SOURCE PASSAGE:
•••
The Plan’s investments in registered investment companies and participant loans are stated at fair value. The fair value of registered investment companies is determined based on quoted market prices. Units held in bank common collective trust funds are reported at fair value based on the unit prices quoted by the fund, representing the fair value of the underlying investments. Participant loans are valued at the amount of unpaid principal, which approximates fair value. The value of Aerosonic Corporation common stock is determined using the quoted market price from the American Stock Exchange at year end.

 

Wachovia Div Stable Asset Fund, a common collective trust, holds investments in fully benefit-responsive investment contracts that are stated at contract value which is equal to the principal balance plus accrued interest. As provided in the FSP, an investment contract is generally valued at contract value, rather than fair value, to the extent it is fully benefit-responsive. The fair value of fully benefit-responsive investment contracts is calculated using a discounted cash flow model which considers recent fee bids as determined by recognized dealers, discount rate and the duration of the underlying portfolio securities. The fair value of the investment is not materially different from its contract value for the year ended December 31, 2007.

 

 

 

9

 

 


 

Interest income is recognized when earned. Dividend income is recorded on the ex-dividend date. Realized gains and losses on investments are recognized upon the sale of the related investments and unrealized appreciation or depreciation is recognized at period end when the carrying values of the related investments are adjusted to their estimated fair market value. Purchases and sales of securities are recorded on a trade-date basis.
•••
PROVIDED DATA:
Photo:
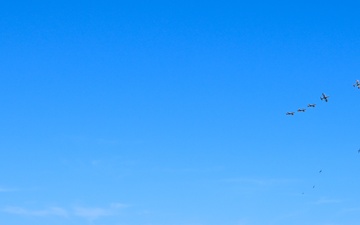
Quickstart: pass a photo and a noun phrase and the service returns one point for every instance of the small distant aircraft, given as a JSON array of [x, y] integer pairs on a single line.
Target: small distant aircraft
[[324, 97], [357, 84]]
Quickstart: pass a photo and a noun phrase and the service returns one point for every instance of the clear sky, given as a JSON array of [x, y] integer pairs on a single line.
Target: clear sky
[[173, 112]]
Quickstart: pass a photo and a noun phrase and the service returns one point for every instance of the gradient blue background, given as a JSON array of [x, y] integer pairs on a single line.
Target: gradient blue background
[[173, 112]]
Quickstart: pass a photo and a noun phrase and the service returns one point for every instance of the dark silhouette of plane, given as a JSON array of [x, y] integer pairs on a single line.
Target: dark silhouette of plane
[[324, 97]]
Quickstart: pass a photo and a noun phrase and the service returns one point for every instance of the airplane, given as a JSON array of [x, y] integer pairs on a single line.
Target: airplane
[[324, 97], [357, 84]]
•••
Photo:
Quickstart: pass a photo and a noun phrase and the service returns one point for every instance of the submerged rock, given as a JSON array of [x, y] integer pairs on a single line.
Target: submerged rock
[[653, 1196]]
•••
REQUIREMENT 1: In the plan investment valuation passage, the paragraph beginning "The Plan's investments in registered investment companies" explains how several kinds of holdings are valued. List each kind of holding that paragraph covers.
REQUIREMENT 2: Continue the plan investment valuation passage, starting after its final sentence about purchases and sales of securities.

EXERCISE ANSWER 1:
- Registered investment companies
- Units held in bank common collective trust funds
- Participant loans
- Aerosonic Corporation common stock

EXERCISE ANSWER 2:
Earnings on investments, with the exception of participant loans, are allocated on a pro-rata basis to individual participant accounts based on the type of investment and the ratio of each participant’s individual account balance to the aggregate of participant account balances within investment type. The portion of interest included in each loan payment made by a participant is recognized as interest income in the participant’s individual account.

 

Net Appreciation (Depreciation) in Fair Value of Investments

 

The Plan presents in the statement of changes in net assets available for benefits the net appreciation (depreciation) in the fair value of investments, which consists of the realized gains or losses and the unrealized appreciation or depreciation on those investments.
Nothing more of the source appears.